- Task objective
Output each line of the material exactly as it stands.

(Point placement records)

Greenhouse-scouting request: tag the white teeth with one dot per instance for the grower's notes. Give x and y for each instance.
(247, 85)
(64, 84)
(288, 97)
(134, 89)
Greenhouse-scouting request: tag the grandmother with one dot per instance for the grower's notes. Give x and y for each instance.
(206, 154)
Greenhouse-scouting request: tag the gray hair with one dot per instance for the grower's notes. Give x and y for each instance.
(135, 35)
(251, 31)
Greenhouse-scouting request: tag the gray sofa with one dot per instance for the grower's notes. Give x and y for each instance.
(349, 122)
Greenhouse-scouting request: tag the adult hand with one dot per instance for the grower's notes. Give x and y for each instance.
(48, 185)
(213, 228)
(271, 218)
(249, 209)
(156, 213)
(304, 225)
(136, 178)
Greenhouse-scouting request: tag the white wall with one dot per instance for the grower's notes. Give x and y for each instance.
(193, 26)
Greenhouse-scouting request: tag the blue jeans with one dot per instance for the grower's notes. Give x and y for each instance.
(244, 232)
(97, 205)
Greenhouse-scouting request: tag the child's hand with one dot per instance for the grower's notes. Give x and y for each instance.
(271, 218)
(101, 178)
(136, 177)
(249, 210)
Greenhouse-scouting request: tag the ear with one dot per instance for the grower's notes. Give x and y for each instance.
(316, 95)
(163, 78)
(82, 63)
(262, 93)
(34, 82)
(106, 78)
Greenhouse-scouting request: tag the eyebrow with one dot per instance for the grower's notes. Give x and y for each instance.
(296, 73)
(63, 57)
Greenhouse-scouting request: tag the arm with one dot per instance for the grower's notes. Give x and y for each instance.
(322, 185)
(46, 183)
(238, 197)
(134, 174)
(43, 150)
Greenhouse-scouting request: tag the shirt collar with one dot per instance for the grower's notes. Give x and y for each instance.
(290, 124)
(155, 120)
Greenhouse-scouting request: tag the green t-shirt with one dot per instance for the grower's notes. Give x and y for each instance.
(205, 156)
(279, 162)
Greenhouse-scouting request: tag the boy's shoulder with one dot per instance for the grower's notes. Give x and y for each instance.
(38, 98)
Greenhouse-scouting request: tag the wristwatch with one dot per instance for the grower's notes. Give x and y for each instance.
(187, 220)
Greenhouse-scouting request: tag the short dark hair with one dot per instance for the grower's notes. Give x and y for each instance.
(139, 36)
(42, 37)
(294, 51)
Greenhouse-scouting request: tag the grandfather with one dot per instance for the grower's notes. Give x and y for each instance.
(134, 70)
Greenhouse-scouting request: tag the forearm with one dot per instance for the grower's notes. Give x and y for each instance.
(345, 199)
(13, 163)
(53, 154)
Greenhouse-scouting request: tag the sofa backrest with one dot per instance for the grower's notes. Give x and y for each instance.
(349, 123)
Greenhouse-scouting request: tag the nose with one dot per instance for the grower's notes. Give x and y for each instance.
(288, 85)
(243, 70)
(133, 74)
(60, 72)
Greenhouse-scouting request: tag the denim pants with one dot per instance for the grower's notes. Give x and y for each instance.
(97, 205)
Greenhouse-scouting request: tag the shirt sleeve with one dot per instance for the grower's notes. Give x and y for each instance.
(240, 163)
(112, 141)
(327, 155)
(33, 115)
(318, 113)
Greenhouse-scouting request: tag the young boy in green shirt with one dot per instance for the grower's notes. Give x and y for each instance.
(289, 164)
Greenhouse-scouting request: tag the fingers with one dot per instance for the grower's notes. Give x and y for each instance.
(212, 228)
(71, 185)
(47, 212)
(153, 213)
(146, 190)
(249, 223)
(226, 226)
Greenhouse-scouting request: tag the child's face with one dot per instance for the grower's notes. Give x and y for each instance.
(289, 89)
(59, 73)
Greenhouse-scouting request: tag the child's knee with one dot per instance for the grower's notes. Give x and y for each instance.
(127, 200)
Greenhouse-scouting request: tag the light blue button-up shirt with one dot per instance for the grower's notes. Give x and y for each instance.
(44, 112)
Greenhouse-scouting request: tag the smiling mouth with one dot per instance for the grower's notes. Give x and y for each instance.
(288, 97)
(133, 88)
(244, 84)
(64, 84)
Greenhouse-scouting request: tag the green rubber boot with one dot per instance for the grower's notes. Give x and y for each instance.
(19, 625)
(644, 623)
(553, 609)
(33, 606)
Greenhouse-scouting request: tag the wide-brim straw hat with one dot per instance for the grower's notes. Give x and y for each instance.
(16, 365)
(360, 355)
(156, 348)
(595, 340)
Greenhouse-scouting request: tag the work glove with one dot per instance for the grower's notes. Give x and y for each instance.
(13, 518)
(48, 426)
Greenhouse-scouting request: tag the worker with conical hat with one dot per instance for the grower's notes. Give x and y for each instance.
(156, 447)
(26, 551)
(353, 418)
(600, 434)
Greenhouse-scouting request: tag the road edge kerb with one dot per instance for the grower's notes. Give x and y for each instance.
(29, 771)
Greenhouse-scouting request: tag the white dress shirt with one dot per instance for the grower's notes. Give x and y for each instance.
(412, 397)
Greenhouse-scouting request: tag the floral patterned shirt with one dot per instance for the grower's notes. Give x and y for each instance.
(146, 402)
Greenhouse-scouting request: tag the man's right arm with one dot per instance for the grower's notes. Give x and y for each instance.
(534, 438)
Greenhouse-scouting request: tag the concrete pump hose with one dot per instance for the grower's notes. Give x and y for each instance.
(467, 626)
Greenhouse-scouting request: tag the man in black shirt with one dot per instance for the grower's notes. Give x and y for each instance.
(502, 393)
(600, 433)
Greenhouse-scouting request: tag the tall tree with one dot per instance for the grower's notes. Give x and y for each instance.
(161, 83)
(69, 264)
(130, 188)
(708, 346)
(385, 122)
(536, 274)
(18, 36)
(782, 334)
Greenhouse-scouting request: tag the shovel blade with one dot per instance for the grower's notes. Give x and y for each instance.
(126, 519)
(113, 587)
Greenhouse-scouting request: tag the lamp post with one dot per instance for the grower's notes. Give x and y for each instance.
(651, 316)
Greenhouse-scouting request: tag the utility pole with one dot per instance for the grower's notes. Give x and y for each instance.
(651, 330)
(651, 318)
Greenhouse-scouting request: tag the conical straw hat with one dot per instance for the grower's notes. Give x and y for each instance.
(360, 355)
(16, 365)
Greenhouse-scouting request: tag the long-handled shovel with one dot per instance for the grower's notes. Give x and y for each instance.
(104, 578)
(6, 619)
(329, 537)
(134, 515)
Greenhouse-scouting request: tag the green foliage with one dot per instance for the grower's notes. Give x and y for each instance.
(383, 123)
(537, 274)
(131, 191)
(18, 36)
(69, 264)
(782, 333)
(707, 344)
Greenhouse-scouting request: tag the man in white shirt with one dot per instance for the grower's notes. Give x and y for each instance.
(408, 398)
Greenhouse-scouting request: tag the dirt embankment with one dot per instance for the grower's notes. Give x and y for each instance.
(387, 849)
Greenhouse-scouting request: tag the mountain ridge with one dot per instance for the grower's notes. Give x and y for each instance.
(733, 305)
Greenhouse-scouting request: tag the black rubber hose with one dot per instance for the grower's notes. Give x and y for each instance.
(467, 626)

- Exercise answer
Greenhouse-scouting request: tag the white teeth with one dot per instance for the grower's notes. Give x and y for each instance.
(247, 85)
(64, 84)
(288, 97)
(134, 89)
Greenhouse-scouting request: tag the grandmother with one dot per instance for the grower's notes. Give x and y for each instance.
(206, 154)
Greenhouse-scouting request: tag the gray hair with one dot per instance for the grower's notes. Give x and y for each instance.
(135, 35)
(251, 31)
Greenhouse-scouting request: tag the gray sofa with one dot per instance for the grower's notes. Give x and y for each instance.
(349, 122)
Greenhouse-scouting request: tag the adult hand with one dot per instance for the grower's notes. Give x and y for each instance.
(48, 185)
(213, 228)
(271, 218)
(249, 209)
(156, 213)
(304, 225)
(136, 178)
Greenhouse-scouting request: tag the white wall with one dot per instance for the grower's notes. Give x and y for each instance.
(193, 26)
Greenhouse-scouting request: tag the blue jeans with one dot per instance for the grower's notes. Give x and y for each instance.
(244, 232)
(97, 205)
Greenhouse-scouting request: tag the child's hand with one dot per instance for the grower's notes. Give x and y for each instance.
(271, 218)
(101, 178)
(136, 177)
(249, 210)
Greenhouse-scouting request: tag the ear with one dot per instance for the grower's notes. Give x and y for each instance.
(316, 95)
(163, 78)
(82, 63)
(262, 93)
(34, 82)
(106, 78)
Greenhouse-scouting request: tag the eyebrow with one dot per instance for the grower's notes. Give x and y for each instance.
(296, 73)
(63, 57)
Greenhouse-scouting request: tag the arm with one dot per instance for the grower's notes. Give x and y for each instance.
(322, 185)
(46, 183)
(238, 197)
(134, 174)
(43, 150)
Greenhouse-scouting request: tag the shirt collar with one dot per instance for the grower's notes. Give x and y for each instance.
(290, 124)
(155, 120)
Greenhouse-scouting request: tag the green t-shirt with one dot per instance for the grower's notes. Give x and y for each instance.
(205, 156)
(279, 162)
Greenhouse-scouting request: tag the boy's shoulder with one dot per instance for the grower's notes. Give x and y for each instance.
(38, 98)
Greenhouse-scouting request: tag the wristwatch with one dot per instance for the grower's notes. Give x and y for each instance.
(187, 220)
Greenhouse-scouting request: tag the short dark hair with one dot per instance for the grower's notes. Give x and y for each instance.
(139, 36)
(42, 37)
(294, 51)
Greenhouse-scouting request: tag the grandfather with one dot per instance for the grower's notes. Give x and y for each instance.
(134, 70)
Greenhouse-scouting request: tag the forearm with one dot per instance for the grower's notes. Give x and y for each instance.
(345, 199)
(13, 163)
(53, 154)
Greenhouse-scouting request: tag the sofa backrest with one dot per instance for the grower's notes. Give x and y for each instance.
(349, 123)
Greenhouse-scouting request: tag the nose with one dot per instance for the grower's notes. Give x and y for each instance.
(288, 85)
(243, 70)
(133, 74)
(60, 72)
Greenhouse-scouting request: tag the denim pants with one dot per instance for the grower's notes. Give x and y for each instance.
(97, 205)
Greenhouse-scouting request: tag the shirt sleeve with one dot per instance for the grower's notes. Give x and y for each instance.
(240, 163)
(112, 141)
(327, 155)
(33, 115)
(318, 113)
Greenhouse-scouting request: tag the young boy in green shirt with one dot per instance for the grower's notes. Give x and y for each instance.
(289, 164)
Greenhouse-scouting request: tag the fingers with one dot per instance for the grower's notes. Give x and y for each instance.
(212, 228)
(71, 185)
(47, 212)
(153, 213)
(146, 190)
(249, 223)
(226, 226)
Greenhouse-scouting request: tag the child's face with one dot per instance for the grower's notes. Give x and y for each instance.
(289, 89)
(59, 73)
Greenhouse-scouting request: tag the child's knee with one dot per instance for the grower's notes. Give x and y for each instance.
(127, 200)
Greenhouse-scouting request: tag the light blue button-up shirt with one dot per instance for the grower's notes. Give x and y for each instance.
(44, 112)
Greenhouse-scouting request: tag the smiling mouth with one dot per instance for the grower's notes. Give x and y for each instance.
(288, 97)
(133, 88)
(244, 84)
(64, 84)
Greenhouse-scouting request: tag the green rubber boot with one dot per instance for the grower's notes. Give x and y for each instance.
(19, 625)
(644, 623)
(553, 609)
(33, 606)
Greenhouse-scouting request: tag the wide-brim straw hat with one dot per instance for the grower's notes. Give x and y for each instance.
(16, 365)
(360, 355)
(156, 348)
(595, 340)
Greenhouse-scouting request: tag the work glove with one dot per instance for the grower's notes. Give x and y for each instance.
(13, 518)
(48, 426)
Greenhouse-scouting request: tag the worker with conical hat with one dot per instance for the grower's notes. Give x and y for each instance.
(156, 447)
(26, 551)
(353, 418)
(600, 434)
Greenhouse-scouting request: tag the road edge kerb with one dot per instance for the grower's notes. Give x and y for each instance.
(29, 771)
Greenhouse-scouting request: tag the white dress shirt with one dot per instance for the grower's notes. Give x and y for each instance.
(412, 397)
Greenhouse-scouting request: tag the floral patterned shirt with one dot per instance for the grower's notes. Give x and y for each instance.
(146, 402)
Greenhouse-scouting request: tag the man's right arm with one dot per instance for the grower's notes. Give x and y for each instance.
(534, 438)
Greenhouse-scouting request: tag the concrete pump hose with one dot per instance for the grower's notes. Give x and y for each instance.
(467, 626)
Greenhouse-scouting request: tag the man in black shirt with one dot per instance for the grower's notes. Give x and y for each instance.
(502, 393)
(600, 433)
Greenhouse-scouting request: tag the tall tree with one dot per instance for the grower's notes. Give x and y for each instance.
(161, 83)
(69, 264)
(130, 188)
(708, 346)
(385, 122)
(536, 274)
(18, 36)
(782, 334)
Greenhouse-scouting request: tag the shovel blade with one dot per instance for the grower's notes. Give x and y for each instance.
(126, 519)
(113, 587)
Greenhouse-scouting request: tag the lamp post with one dot per instance for the grower's notes. Give x and y for each instance.
(651, 316)
Greenhouse-scouting request: tag the utility pole with one dot per instance for the grower's notes. Give x and y for each instance.
(651, 330)
(651, 318)
Greenhouse-scouting request: tag the conical straw hat with one dot per instance for the grower's notes. Give x and y for each instance.
(360, 355)
(16, 365)
Greenhouse-scouting request: tag the long-handled shovel with one dot per instance for the grower's notes. Give x and y for each instance.
(104, 578)
(6, 619)
(329, 537)
(134, 515)
Greenhouse-scouting request: tag the green foliage with one dot per instance for the grower's notes. Give x and y for each instance.
(383, 123)
(537, 274)
(131, 191)
(18, 36)
(69, 264)
(782, 333)
(707, 344)
Greenhouse-scouting request: tag the man in white shirt with one dot per instance for the grower's notes. Give x and y for each instance.
(408, 398)
Greenhouse-scouting request: tag the dirt embankment with one dot per instance for the grower's notes. Give x and y for each instance.
(387, 849)
Greenhouse-scouting request: tag the mountain ridge with one dot per instance for the grower's notes. Give x and y for each instance.
(733, 305)
Greenhouse-scouting request: tag the black rubber hose with one dot per instance for the grower's notes. Give x and y for each instance.
(467, 626)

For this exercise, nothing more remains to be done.